<<<<
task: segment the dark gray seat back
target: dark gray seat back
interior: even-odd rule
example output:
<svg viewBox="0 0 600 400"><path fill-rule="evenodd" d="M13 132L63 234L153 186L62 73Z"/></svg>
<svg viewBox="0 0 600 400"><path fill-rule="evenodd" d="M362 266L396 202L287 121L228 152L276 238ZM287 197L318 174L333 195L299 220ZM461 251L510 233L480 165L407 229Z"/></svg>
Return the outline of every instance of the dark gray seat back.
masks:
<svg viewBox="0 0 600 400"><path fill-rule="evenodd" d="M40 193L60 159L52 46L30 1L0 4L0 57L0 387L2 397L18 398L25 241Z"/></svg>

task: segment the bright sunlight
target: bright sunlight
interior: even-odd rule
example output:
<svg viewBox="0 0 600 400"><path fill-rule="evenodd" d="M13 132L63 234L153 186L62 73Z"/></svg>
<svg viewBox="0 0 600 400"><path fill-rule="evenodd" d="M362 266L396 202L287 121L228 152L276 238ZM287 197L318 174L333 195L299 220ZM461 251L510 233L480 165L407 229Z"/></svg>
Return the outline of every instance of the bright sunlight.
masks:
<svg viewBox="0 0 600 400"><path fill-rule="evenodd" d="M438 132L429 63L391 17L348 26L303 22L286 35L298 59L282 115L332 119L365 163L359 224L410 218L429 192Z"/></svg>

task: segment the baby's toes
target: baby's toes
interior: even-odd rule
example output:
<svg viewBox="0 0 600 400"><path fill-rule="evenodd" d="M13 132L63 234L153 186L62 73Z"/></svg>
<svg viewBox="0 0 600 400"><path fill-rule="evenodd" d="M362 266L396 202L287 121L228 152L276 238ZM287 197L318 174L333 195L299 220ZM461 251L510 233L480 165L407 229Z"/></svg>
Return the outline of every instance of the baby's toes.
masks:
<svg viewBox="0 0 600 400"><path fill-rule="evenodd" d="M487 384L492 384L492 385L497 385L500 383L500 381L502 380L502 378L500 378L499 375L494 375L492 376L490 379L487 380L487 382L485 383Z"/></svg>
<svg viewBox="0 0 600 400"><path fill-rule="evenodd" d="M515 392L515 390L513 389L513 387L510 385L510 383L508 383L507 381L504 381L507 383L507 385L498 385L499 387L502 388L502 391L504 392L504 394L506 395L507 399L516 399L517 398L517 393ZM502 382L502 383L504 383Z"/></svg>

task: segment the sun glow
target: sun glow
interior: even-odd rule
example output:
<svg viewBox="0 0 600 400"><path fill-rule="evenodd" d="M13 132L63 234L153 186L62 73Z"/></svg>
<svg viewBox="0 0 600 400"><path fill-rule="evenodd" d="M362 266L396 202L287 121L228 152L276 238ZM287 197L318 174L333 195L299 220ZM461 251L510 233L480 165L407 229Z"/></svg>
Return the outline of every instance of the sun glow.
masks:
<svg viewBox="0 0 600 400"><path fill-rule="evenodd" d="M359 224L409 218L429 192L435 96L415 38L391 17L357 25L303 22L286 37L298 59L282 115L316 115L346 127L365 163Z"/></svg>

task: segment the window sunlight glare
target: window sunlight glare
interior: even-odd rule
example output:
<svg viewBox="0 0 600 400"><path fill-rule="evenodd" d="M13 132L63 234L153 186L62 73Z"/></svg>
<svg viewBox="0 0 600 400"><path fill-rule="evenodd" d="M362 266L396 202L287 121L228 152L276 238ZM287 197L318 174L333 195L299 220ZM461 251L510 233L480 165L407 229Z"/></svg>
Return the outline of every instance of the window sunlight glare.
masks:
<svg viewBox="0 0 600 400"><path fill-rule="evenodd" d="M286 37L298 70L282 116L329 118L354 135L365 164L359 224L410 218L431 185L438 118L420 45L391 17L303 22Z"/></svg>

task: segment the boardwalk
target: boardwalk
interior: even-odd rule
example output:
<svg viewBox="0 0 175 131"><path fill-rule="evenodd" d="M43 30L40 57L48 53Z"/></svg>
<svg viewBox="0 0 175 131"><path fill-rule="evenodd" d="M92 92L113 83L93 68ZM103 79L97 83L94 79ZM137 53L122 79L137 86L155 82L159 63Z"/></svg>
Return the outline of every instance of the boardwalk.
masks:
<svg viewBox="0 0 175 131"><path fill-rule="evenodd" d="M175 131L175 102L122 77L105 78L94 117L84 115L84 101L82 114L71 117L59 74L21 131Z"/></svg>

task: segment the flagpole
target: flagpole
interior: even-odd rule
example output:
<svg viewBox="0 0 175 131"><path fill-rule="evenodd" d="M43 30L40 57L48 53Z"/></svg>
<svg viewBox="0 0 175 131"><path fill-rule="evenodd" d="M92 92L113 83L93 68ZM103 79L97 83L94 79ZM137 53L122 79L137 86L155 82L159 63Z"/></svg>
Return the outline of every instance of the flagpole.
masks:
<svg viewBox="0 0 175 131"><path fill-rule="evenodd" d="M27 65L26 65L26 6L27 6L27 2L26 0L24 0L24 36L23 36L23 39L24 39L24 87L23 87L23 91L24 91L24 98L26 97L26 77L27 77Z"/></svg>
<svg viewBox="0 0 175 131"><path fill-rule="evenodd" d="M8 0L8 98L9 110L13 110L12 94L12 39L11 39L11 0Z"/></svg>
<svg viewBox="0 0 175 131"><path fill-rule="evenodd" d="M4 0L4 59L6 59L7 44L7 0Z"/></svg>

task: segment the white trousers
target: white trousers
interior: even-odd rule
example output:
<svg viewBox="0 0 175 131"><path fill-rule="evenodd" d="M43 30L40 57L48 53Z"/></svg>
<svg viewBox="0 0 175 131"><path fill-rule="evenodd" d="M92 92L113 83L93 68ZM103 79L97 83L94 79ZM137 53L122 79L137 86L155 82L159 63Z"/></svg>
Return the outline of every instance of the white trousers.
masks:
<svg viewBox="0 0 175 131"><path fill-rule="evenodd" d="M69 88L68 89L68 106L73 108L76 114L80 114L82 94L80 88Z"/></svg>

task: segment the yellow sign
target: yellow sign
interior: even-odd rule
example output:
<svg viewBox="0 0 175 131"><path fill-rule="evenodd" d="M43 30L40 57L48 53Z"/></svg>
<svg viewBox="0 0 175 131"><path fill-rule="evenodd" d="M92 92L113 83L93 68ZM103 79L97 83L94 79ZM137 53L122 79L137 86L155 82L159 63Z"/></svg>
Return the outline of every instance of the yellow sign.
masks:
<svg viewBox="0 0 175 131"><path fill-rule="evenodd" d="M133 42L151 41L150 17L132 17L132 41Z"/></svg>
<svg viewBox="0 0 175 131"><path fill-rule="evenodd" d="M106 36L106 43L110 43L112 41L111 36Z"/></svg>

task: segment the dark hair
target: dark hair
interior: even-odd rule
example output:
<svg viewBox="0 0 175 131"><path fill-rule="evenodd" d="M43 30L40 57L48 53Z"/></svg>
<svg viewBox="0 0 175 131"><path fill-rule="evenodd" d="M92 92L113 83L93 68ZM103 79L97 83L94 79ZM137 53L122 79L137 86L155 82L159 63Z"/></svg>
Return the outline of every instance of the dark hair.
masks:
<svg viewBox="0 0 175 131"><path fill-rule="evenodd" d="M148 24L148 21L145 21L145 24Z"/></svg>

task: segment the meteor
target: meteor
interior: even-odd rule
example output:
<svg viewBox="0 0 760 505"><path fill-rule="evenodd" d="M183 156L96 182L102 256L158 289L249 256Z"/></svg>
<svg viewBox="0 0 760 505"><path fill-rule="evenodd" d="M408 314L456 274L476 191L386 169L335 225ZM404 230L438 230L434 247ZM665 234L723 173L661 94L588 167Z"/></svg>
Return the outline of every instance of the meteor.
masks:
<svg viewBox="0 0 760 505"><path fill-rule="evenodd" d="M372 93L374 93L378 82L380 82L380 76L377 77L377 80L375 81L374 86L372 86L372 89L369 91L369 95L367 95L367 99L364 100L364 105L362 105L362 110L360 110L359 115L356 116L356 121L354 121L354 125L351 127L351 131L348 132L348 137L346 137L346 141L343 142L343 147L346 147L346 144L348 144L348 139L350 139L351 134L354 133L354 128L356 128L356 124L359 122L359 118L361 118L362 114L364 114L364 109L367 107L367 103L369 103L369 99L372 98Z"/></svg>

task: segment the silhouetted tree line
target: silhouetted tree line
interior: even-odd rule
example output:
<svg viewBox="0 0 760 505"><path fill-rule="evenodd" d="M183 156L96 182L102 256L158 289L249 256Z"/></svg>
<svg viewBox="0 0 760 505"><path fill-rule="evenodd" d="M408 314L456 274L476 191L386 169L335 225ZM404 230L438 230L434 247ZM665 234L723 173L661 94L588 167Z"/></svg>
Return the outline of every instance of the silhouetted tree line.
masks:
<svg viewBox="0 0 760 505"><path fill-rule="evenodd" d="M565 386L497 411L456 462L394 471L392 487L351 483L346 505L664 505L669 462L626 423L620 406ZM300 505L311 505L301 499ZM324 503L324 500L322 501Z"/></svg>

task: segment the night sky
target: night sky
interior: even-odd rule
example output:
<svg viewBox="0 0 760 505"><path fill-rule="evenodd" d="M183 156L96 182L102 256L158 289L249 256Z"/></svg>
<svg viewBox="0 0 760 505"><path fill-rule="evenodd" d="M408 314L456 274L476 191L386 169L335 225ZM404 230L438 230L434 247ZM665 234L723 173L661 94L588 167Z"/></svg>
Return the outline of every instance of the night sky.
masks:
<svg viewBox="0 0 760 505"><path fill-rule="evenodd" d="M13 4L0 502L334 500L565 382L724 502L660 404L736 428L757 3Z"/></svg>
>>>>
**Exercise**:
Pull out all lines of the data with the string "silhouetted".

**Reply to the exercise**:
task: segment the silhouetted tree line
target: silhouetted tree line
Return the outline of every instance of the silhouetted tree line.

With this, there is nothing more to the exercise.